> [DIRECTIONS]: Rewrite the records below as a two-column CSV headed input and output, one row per record, with the record's text in the first field and its answer in the second. Wrap each field in quotes and replace any line breaks with spaces.

> [SOURCE MATERIAL]:
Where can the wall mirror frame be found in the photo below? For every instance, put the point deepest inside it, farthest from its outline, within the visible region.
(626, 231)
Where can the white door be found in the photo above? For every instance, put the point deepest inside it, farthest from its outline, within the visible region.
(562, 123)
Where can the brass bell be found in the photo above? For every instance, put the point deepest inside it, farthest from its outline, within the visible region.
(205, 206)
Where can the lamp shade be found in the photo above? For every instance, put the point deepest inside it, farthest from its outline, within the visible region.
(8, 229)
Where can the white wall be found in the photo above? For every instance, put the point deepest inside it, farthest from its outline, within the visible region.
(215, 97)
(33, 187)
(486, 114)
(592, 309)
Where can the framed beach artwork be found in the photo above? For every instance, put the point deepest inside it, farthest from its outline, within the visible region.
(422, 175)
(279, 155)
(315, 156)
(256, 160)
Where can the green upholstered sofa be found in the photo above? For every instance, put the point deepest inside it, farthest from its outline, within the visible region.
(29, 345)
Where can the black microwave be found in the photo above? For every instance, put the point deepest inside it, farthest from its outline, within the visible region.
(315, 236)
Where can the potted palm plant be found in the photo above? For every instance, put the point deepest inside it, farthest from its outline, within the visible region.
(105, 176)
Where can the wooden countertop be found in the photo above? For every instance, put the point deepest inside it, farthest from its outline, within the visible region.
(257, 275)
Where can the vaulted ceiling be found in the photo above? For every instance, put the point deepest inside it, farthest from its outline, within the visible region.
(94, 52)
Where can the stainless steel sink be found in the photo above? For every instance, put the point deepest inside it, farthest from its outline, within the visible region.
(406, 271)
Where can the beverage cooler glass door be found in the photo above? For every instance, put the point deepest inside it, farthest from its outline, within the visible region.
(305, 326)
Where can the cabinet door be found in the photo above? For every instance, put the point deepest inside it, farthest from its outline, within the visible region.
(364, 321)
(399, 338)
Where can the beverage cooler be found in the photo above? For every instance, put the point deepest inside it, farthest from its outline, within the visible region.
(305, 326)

> [RESULT OF THE EXERCISE]:
input,output
"Where can the wall mirror frame be found in the photo below? For every instance, put the point deepest inside it, farthest from its outline, within the visible region.","(626, 231)"
"Where can the white door be found in the photo above? For every instance, put the point deepest inside it, farthest from its outline, within the visible region.","(562, 123)"
"Where can the brass bell be found in the photo above? For every instance, put the point deepest inside it, farthest from its outline, within the visible region.","(205, 206)"
"Where can the lamp shade be found in the photo above? For every instance, put the point deepest inside it, farthest from its outline, within the visible region.","(8, 229)"
"Where can the white wall be found in the photo above? For every instance, put the point deepest inside it, farthest from its outline, within the visible region.","(215, 97) (33, 187) (486, 114) (592, 309)"
"Where can the framed beach artwork be found in the photo above? For every instance, put the point deepest inside it, farthest from its outline, within the visible region.","(422, 175) (279, 155) (315, 156) (256, 160)"
"Where can the green upholstered sofa be found in the photo above? For every instance, put the point deepest inside it, farthest from its outline, within the visible region.","(29, 345)"
"Where can the black microwave be found in the photo above? For every instance, put the point deepest inside it, farthest from its outline, within the visible region.","(315, 236)"
"Where can the potted palm plant be found in the photo above? For every instance, put the point deepest inside it, farthest from its outline, within the visible region.","(105, 176)"
"Where can the wooden countertop be found in the photo above? For every instance, put the point deepest inside it, farthest from its outline, within the visible region.","(257, 275)"
"Where can the vaulted ceiling be found in the photo above? For every instance, put the point deepest inside it, farthest from its outline, within the visible region.","(94, 52)"
"Where can the stainless steel sink be found in the photo above? For every instance, put the point deepest inside it, farthest from its outline, within the visible region.","(406, 271)"
"Where can the beverage cooler glass door be found in the photo above? For every instance, put the point deepest inside it, farthest from its outline, within the visible region.","(305, 326)"
"Where can the cabinet door be found in the photo above? For every instance, put the point deepest inside it, farthest from its outline, within the visible region.","(364, 321) (399, 338)"
"Where can the beverage cooler be found in the photo above? For every instance, put the point deepest inside it, farthest from its outline, within the visible region.","(305, 326)"